[Goal]:
Format each line of the records below as a JSON list of strings, with one string per line and blank lines omitted.

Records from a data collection

** begin **

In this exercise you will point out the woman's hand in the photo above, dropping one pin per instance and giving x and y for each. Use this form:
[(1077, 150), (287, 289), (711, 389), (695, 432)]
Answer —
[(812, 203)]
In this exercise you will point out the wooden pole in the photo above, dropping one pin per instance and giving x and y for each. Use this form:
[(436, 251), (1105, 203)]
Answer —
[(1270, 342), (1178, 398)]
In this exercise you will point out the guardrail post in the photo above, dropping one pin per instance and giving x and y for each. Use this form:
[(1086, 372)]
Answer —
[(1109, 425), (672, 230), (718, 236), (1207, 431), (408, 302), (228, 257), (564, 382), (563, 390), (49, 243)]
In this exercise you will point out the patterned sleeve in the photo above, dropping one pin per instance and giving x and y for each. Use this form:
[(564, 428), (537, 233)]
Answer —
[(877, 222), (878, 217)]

** end **

[Solution to this task]:
[
  "In this exercise you will point out the woman's hand in the photo above, dropping one pin per instance and giving x and y for each. Use this form:",
  "[(1077, 150), (287, 289), (711, 389), (695, 432)]",
  "Answer —",
  "[(812, 203)]",
  "In this exercise you will point out the wooden pole in the photo above, dropping one pin per instance and giving x and y for each. Use this form:",
  "[(436, 251), (1105, 203)]",
  "Answer —",
  "[(1270, 342), (1178, 398)]",
  "In this exercise you will point out the guardrail post in the photo above, dropping one pin per instance and giving x and y for each. Use this form:",
  "[(1086, 372)]",
  "Answer —",
  "[(1109, 425), (672, 230), (718, 236), (1207, 431), (408, 302), (228, 257), (564, 382), (563, 390), (49, 243)]",
  "In this exercise you will point out the patterned sleeve in the photo above, dropping one pin per instance and giving x and y for each. Use this form:",
  "[(564, 428), (537, 233)]",
  "Answer —",
  "[(877, 222), (878, 217)]"
]